> **Description of the task**:
In the entries below, find the lines that include "player" and give their number as the whole reply.

Records excerpted from a collection:
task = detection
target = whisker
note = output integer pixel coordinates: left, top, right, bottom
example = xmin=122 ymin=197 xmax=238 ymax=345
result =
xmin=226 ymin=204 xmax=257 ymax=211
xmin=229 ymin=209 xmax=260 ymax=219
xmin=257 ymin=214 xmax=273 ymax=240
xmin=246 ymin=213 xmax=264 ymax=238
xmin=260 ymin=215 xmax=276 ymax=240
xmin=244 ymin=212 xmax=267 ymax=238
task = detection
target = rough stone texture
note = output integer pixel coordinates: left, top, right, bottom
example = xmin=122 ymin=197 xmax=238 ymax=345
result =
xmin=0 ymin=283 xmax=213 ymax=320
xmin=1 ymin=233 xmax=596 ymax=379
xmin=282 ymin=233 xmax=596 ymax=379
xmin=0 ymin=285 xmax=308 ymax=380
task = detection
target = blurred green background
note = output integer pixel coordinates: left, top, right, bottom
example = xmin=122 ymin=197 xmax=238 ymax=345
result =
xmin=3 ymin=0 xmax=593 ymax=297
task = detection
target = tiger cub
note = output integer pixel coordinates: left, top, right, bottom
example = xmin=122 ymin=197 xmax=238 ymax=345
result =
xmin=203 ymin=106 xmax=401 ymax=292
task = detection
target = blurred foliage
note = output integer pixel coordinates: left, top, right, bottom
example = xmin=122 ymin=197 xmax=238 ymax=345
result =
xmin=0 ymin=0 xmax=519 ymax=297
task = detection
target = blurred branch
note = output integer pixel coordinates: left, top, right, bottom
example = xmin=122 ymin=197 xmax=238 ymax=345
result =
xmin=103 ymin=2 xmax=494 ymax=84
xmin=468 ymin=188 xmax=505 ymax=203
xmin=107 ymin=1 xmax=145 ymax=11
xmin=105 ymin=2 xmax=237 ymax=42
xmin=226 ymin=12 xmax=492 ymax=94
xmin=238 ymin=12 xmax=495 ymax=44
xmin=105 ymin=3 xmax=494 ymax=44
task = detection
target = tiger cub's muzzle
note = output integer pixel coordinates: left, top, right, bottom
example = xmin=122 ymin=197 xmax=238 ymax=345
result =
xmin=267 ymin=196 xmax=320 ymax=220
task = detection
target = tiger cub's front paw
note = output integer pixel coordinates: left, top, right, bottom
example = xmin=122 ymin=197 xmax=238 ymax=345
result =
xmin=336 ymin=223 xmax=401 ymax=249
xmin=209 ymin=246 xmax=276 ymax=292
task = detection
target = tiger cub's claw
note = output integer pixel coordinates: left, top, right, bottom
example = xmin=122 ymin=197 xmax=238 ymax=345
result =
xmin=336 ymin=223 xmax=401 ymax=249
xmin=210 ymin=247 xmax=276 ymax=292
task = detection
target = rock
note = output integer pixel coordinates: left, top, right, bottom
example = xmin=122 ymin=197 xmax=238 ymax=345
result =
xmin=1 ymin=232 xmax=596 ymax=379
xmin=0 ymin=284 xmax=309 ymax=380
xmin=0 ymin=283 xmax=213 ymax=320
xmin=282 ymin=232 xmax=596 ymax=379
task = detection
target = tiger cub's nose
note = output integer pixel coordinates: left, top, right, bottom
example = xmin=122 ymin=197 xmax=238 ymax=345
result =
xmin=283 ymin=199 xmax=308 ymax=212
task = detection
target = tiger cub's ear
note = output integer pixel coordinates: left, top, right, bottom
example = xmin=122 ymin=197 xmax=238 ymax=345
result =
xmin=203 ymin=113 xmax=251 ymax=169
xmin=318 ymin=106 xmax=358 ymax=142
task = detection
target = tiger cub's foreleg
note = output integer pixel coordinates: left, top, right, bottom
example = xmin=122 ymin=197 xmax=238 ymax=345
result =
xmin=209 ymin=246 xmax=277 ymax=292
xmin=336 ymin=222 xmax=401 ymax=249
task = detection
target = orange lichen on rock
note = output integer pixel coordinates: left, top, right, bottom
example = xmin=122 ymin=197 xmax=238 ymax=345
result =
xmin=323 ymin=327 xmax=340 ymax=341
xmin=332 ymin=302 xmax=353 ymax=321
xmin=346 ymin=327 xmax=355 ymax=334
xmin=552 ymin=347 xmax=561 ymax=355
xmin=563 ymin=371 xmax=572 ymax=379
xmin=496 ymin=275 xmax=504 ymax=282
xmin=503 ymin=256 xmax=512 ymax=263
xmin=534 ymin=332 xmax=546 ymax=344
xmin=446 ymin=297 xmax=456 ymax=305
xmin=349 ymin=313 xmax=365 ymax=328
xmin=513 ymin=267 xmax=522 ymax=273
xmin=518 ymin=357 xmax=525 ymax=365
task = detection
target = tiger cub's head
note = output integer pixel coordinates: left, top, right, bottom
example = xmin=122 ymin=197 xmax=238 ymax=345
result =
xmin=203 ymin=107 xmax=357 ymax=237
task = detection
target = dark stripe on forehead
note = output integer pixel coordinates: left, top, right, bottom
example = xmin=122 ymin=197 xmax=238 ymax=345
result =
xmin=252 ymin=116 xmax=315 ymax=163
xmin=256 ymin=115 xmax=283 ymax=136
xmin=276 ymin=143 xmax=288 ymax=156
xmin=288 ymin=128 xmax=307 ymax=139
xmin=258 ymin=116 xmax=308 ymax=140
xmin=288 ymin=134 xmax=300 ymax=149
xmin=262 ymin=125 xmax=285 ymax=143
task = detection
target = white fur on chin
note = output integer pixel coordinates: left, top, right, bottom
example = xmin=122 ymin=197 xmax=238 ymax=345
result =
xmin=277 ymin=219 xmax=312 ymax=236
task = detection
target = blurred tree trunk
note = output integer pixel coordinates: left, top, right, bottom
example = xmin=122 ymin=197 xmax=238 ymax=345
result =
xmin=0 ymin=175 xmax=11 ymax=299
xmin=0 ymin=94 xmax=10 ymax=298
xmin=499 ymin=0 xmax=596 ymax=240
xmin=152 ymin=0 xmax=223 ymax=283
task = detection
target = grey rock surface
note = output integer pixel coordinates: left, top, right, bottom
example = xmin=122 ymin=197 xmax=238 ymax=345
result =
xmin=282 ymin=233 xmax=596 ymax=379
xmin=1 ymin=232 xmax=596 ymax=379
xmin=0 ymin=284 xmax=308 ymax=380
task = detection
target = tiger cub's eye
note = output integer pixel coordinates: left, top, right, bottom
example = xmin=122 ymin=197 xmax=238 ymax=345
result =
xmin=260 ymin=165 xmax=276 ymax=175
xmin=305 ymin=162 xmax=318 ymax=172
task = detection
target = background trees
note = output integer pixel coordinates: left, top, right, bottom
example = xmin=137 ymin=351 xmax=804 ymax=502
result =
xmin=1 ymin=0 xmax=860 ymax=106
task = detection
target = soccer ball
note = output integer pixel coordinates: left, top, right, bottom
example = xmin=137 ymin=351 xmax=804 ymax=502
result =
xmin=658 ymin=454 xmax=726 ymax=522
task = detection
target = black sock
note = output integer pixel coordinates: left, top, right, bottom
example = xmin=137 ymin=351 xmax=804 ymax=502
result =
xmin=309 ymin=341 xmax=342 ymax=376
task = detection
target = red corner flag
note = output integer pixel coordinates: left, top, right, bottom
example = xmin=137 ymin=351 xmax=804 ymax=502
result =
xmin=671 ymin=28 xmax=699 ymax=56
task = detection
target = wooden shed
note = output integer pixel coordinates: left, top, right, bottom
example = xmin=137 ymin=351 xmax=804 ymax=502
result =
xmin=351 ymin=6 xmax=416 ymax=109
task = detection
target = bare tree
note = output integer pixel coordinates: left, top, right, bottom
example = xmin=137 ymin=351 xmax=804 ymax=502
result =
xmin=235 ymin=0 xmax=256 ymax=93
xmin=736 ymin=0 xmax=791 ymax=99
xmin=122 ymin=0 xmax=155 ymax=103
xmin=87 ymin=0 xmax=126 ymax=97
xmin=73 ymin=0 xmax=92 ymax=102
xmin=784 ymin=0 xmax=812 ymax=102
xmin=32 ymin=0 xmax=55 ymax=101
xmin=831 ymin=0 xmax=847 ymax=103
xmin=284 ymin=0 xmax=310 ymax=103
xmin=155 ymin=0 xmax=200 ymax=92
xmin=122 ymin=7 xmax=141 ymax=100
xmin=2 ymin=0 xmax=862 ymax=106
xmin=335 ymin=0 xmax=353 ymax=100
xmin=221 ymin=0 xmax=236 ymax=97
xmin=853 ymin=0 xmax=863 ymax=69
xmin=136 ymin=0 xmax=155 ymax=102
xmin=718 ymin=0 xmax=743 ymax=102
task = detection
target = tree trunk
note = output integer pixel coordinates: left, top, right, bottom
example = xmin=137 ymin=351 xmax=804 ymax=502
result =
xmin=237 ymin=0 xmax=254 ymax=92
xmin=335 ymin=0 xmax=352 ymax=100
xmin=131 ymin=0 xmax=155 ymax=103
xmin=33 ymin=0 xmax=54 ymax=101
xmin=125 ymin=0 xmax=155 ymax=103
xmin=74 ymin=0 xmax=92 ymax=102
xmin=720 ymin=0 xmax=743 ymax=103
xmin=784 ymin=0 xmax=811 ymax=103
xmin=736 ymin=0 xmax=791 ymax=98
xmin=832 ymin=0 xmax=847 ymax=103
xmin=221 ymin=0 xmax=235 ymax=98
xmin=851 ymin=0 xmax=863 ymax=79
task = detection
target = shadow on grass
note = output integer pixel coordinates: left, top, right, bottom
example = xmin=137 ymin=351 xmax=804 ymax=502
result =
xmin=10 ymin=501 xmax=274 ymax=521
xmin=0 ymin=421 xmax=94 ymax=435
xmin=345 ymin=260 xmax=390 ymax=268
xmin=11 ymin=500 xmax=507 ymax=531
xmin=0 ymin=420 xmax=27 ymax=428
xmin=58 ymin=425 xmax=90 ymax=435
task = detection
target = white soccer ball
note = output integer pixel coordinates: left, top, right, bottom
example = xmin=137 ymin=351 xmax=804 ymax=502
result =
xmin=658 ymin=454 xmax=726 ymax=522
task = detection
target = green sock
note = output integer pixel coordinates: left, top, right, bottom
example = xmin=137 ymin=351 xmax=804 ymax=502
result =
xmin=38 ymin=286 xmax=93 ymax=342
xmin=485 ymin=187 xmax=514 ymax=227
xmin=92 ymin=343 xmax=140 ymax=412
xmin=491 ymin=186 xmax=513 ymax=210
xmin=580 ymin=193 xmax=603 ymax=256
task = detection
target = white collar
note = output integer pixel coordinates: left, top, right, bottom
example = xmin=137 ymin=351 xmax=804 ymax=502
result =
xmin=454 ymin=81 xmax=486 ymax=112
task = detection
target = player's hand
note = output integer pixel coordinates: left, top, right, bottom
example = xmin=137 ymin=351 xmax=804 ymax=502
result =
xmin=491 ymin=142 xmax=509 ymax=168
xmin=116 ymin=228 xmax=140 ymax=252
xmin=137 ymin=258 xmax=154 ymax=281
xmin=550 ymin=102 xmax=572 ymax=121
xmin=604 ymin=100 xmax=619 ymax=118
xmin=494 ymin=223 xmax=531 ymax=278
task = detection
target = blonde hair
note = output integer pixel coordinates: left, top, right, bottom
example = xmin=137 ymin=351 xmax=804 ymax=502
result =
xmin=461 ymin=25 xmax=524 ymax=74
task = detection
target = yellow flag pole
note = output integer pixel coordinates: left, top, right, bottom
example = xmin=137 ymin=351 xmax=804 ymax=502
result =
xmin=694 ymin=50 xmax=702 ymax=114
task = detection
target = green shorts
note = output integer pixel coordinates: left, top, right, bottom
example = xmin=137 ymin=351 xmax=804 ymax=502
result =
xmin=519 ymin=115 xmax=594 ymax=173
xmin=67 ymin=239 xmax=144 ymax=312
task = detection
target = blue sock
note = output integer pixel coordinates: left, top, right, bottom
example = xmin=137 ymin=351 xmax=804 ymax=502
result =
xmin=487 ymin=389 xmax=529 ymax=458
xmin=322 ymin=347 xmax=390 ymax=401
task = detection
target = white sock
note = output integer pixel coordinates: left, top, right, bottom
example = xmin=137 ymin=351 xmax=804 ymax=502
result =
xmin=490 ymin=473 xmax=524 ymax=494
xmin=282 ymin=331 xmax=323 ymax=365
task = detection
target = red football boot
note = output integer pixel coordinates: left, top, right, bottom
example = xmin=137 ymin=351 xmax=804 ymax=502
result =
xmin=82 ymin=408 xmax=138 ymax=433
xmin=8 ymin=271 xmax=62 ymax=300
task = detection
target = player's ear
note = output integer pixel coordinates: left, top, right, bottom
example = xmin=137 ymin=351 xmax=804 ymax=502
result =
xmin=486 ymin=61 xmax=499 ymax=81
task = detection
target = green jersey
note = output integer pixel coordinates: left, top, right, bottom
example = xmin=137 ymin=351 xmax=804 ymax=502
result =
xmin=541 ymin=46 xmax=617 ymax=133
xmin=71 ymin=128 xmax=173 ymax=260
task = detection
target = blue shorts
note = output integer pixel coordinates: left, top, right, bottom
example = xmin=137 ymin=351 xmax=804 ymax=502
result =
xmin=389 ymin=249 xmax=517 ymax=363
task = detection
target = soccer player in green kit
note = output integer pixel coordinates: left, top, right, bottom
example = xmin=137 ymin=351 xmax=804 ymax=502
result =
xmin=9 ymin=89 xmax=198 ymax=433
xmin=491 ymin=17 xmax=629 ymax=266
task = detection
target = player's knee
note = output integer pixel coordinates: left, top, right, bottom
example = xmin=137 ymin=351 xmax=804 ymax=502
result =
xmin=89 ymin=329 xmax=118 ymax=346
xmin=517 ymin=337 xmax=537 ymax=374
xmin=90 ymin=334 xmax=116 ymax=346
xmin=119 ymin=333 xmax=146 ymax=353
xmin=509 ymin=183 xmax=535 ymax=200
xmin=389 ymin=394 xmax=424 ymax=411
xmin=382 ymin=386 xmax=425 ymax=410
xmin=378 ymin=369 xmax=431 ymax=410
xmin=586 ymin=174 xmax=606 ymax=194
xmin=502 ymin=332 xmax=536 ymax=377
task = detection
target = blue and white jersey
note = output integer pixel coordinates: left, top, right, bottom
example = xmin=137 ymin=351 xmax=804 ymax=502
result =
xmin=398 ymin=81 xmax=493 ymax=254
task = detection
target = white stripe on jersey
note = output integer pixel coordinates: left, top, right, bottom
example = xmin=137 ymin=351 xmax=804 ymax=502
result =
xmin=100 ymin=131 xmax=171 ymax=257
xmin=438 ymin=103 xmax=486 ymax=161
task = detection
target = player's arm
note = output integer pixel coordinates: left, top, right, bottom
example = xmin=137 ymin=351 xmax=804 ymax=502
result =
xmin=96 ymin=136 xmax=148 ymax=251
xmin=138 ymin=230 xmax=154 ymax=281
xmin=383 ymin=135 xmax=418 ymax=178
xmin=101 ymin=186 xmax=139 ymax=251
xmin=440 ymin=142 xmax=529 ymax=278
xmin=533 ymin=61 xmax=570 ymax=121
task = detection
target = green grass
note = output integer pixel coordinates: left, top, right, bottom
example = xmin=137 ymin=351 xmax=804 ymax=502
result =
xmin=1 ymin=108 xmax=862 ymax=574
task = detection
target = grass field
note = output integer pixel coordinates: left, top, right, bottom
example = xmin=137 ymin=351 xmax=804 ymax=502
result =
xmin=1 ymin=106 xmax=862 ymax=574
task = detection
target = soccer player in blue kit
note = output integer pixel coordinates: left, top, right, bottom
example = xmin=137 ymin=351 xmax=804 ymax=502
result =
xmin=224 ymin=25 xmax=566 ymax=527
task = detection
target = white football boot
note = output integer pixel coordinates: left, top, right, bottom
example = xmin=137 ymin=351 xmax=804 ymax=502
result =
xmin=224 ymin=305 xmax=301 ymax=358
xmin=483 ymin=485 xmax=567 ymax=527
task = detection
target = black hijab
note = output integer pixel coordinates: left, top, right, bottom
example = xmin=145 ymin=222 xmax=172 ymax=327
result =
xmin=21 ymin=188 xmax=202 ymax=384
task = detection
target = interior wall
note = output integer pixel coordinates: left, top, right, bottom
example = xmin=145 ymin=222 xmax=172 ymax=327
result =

> **Task result**:
6